Texto do acórdão
Acórdão doutrinário
Processo 60727. - Autos de recurso para tribunal pleno, em que são recorrente João Manuel d'Orey de Brito e Cunha e recorridos os herdeiros de Francisco de Assis de Almeida Mendia, representados pelo seu tutor, Lourenço Vaz de Almada.
Acordam no Supremo Tribunal de Justiça:
João Manuel d'Orey de Brito e Cunha recorre para o tribunal pleno do Acórdão de 2 de Dezembro de 1964, publicado no Boletim do Ministério da Justiça n.º 142, p. 311, que lhe negou revista na acção por ele proposta contra os herdeiros de Francisco de Assis Nazaré de Almeida Mendia.
Invoca oposição com o Acórdão de 13 de Janeiro de 1960, publicado no mesmo Boletim n.º 93, p. 219, sobre a questão fundamental de saber se a responsabilidade atribuída pelo artigo 56.º, n.º 4, do Código da Estrada, ao proprietário de automóvel causador de acidente de viação, cabe a quem esteja inscrito no registo de automóveis como dono dele ou a quem seja efectivamente proprietário do veículo, embora sem registo da transmissão a seu favor.
O recurso foi mandado seguir pela secção, o que, nos termos do artigo 766.º, n.º 3, do Código de Processo Civil, não esgota o prévio problema da sua viabilidade.
E este problema volta a ser suscitado pelos recorridos, os quais aceitam terem os dois acórdãos sido proferidos no domínio da mesma lei - o Decreto 40079, de 8 de Março de 1955-, mas negam que tenham assentado sobre a solução da mesma questão fundamental de direito.
Argumentam que os acórdãos se socorreram de disposições legais diversas, embora contidas no mesmo decreto, posto que o de 1960 se baseou nos artigos 15.º e 12.º, n.º 1.º, e § 1.º, enquanto o ora recorrido se baseou nos artigos 16.º, § 2.º, e 46.º, § 2.º (este, por lapso, indicado como pertencendo ao dito Decreto 40079, mas efectivamente do n.º 40080, de igual data).

Dados apresentados
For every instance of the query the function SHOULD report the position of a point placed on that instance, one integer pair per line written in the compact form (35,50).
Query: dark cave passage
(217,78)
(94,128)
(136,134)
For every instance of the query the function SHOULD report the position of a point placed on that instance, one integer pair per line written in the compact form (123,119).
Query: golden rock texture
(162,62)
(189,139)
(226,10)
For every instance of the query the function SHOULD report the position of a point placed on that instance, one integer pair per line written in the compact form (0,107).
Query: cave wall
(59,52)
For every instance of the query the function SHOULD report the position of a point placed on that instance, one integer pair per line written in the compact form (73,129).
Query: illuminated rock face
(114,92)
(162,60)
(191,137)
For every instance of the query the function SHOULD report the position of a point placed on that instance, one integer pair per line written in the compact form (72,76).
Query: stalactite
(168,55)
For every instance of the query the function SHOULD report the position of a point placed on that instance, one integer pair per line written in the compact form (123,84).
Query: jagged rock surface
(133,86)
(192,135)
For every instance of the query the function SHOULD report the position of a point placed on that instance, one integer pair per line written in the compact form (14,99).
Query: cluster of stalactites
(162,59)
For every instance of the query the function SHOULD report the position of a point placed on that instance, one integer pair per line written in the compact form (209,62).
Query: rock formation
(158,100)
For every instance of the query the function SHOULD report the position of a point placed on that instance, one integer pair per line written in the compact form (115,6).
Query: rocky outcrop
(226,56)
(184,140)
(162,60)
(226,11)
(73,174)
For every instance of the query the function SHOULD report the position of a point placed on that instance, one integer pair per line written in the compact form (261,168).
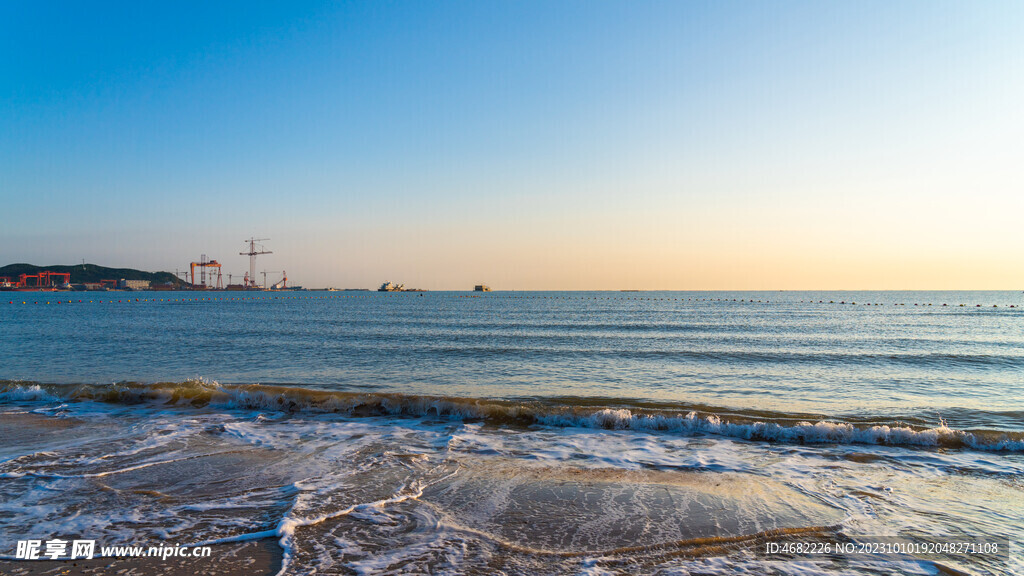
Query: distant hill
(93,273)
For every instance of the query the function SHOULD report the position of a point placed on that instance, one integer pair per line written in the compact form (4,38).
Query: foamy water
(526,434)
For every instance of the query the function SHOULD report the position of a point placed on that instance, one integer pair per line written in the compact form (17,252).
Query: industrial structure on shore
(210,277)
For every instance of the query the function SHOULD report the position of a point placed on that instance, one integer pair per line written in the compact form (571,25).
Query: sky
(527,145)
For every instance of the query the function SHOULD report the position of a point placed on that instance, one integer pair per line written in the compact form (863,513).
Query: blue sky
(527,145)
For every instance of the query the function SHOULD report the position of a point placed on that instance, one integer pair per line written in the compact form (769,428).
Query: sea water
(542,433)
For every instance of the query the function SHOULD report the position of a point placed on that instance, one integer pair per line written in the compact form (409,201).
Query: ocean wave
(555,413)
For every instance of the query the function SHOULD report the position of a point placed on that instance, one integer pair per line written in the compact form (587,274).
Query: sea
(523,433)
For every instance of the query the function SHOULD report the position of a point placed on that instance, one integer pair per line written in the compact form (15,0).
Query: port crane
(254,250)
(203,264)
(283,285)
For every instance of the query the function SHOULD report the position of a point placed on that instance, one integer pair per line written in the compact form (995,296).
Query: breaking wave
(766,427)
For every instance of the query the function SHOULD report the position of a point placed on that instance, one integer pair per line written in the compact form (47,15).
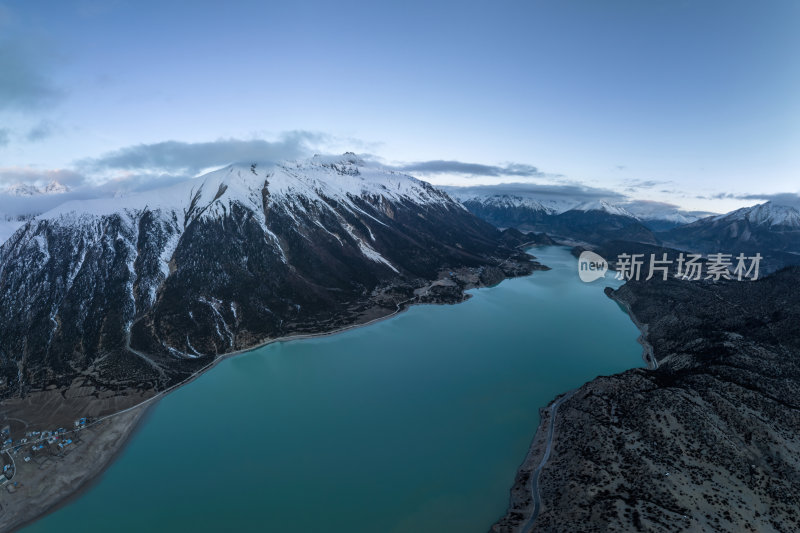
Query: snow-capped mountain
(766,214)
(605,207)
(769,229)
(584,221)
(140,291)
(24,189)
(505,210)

--

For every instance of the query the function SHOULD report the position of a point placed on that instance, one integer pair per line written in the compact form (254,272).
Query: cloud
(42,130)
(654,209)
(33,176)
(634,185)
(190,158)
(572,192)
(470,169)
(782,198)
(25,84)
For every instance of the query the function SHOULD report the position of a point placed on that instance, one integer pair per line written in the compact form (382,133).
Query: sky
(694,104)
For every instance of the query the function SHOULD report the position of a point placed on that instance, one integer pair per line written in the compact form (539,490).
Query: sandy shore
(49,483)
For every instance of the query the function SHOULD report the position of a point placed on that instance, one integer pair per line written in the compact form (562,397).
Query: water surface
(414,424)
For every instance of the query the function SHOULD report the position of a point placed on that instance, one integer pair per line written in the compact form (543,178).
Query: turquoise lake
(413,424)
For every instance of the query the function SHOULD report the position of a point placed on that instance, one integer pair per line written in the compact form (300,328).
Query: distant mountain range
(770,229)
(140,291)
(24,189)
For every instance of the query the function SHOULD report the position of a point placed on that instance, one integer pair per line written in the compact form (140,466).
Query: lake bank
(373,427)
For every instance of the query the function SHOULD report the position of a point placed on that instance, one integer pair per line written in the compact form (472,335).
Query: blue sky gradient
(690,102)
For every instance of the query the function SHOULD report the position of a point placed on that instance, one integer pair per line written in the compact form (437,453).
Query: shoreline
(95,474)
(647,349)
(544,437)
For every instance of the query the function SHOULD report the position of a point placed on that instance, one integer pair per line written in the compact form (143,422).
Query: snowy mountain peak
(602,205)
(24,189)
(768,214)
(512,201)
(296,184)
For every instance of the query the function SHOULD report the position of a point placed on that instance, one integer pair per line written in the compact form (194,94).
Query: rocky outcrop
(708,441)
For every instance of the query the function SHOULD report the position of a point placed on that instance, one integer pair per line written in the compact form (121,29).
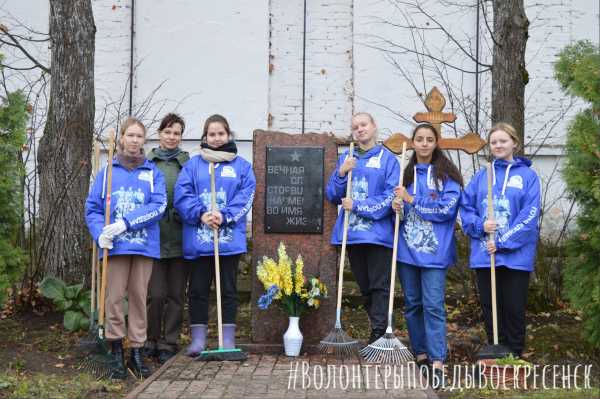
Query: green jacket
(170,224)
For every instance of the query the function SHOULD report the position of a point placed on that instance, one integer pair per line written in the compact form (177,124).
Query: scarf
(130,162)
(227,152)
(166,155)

---

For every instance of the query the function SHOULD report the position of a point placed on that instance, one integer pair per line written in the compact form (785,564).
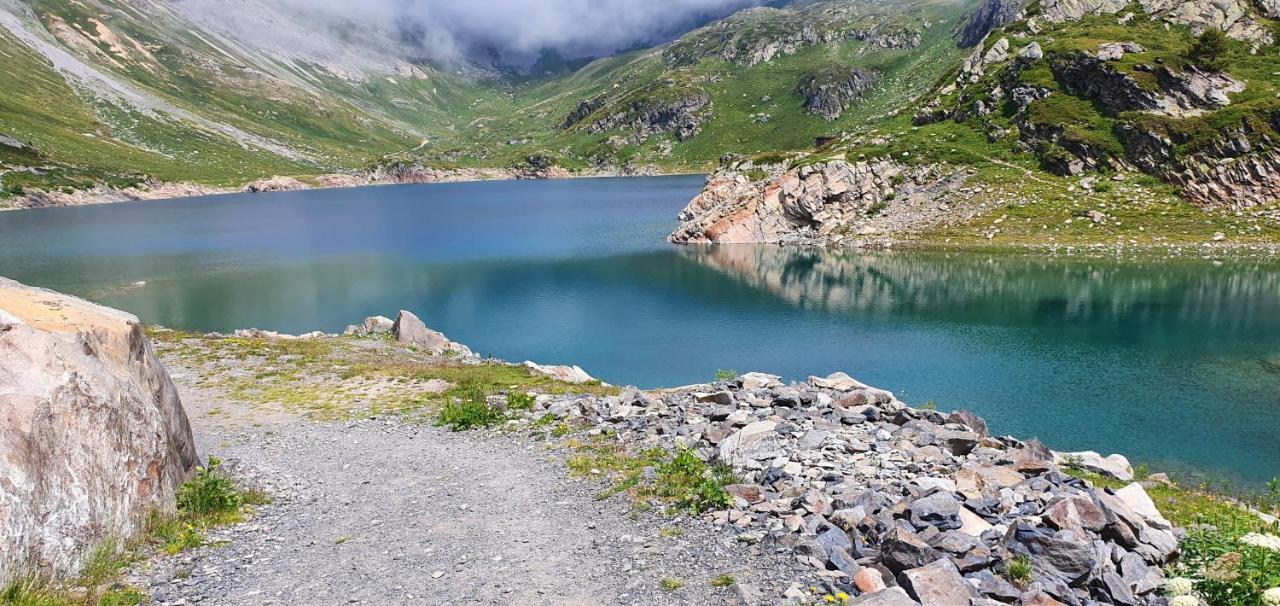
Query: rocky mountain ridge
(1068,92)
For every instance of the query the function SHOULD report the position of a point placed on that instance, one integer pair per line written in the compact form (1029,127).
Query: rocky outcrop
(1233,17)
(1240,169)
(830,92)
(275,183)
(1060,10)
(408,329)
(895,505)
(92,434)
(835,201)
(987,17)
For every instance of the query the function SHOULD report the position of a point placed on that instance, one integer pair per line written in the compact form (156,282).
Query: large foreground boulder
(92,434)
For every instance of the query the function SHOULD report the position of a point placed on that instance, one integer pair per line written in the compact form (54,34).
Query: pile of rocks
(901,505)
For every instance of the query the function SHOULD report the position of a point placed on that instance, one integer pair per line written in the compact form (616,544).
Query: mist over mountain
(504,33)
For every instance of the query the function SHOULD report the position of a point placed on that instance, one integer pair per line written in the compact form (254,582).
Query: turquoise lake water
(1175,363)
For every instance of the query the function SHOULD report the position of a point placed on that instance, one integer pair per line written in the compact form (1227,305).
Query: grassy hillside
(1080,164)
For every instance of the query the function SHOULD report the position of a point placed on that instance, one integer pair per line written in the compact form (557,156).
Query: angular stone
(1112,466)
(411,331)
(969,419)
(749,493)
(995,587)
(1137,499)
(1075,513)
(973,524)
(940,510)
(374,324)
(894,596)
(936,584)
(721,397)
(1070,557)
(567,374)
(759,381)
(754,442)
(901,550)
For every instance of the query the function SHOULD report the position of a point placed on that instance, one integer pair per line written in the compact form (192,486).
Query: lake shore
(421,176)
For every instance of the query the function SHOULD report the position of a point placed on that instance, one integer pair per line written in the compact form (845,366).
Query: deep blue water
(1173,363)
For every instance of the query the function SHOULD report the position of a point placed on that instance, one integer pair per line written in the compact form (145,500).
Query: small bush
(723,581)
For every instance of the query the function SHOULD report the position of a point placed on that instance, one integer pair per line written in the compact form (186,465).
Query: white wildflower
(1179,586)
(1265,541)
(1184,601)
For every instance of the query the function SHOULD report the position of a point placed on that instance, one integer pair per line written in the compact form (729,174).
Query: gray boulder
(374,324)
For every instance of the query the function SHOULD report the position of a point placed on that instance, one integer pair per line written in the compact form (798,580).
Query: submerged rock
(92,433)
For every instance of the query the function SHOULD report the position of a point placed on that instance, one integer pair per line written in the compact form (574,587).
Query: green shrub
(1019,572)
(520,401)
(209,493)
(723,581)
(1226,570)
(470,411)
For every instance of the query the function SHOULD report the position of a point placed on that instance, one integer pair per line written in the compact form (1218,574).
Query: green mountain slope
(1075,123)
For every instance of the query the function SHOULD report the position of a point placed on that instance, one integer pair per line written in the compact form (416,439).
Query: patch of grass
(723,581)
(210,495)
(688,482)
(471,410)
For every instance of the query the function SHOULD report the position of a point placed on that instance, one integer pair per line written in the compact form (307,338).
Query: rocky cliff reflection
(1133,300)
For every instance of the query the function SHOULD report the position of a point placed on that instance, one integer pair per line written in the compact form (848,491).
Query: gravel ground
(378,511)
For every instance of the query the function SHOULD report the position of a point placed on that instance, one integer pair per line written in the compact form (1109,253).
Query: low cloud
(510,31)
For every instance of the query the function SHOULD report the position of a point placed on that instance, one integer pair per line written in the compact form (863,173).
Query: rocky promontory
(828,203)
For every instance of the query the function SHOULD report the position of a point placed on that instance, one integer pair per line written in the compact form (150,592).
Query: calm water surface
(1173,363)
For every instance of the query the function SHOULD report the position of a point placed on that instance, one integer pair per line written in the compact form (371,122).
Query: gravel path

Lista de tarefas
1: No texto do acórdão, qual é a data do acórdão de que João Manuel d'Orey de Brito e Cunha recorre para o tribunal pleno?
2: Indique se cada afirmação está de acordo com o texto do acórdão, respondendo sim ou não e citando as palavras dele que o decidem: (a) O acórdão de 13 de Janeiro de 1960 foi publicado no Boletim n.º 93. (b) Os recorridos negam que os dois acórdãos tenham sido proferidos no domínio da mesma lei. (c) Lourenço Vaz de Almada é o recorrente.
3: Prolongue o texto do acórdão a partir da última frase apresentada.
A listagem não tem qualquer relação com o texto do acórdão.

Respostas por tarefa
1: 2 de Dezembro de 1964.

2:
(a) Sim: «publicado no mesmo Boletim n.º 93, p. 219».
(b) Não: «aceitam terem os dois acórdãos sido proferidos no domínio da mesma lei».
(c) Não: «representados pelo seu tutor, Lourenço Vaz de Almada».

3:
Não têm razão.
Em ambos os casos estava averiguado que o automóvel causador do acidente já não pertencia a quem estava inscrito no registo como dono dele, estando, portanto, ilidida a presunção do artigo 15.º do Decreto 40079. Simplesmente, o acórdão agora recorrido não fez referência expressa a esse artigo, que, aliás, não era necessário referir para a solução adoptada.
O acórdão de 1960 considerou a ilisão inoperante, porque lhe sobrepôs não só as disposições do artigo 12.º, mas também a do artigo 13.º, expressamente invocada. Entendeu e declarou que «o registo de propriedade automóvel é obrigatório, não produzindo o acto respectivo efeitos contra terceiros sem que o mesmo se efectue», e considerou o lesado «terceiro», para concluir que a transmissão não registada não produziu efeitos quanto a ele.
O acórdão de agora, ao contrário, considerou a ilisão operante e isto por entender ininvocável o dito artigo 13.º, visto que «os lesados em acidentes de viação não são terceiros», para efeitos da responsabilidade em causa. Citou as disposições do artigo 16.º, § 2.º, do Decreto 40079 e do artigo 46.º e § 2.º do regulamento aprovado pelo Decreto 40080, tão-sòmente para justificar que pode haver propriedade automóvel sem registo.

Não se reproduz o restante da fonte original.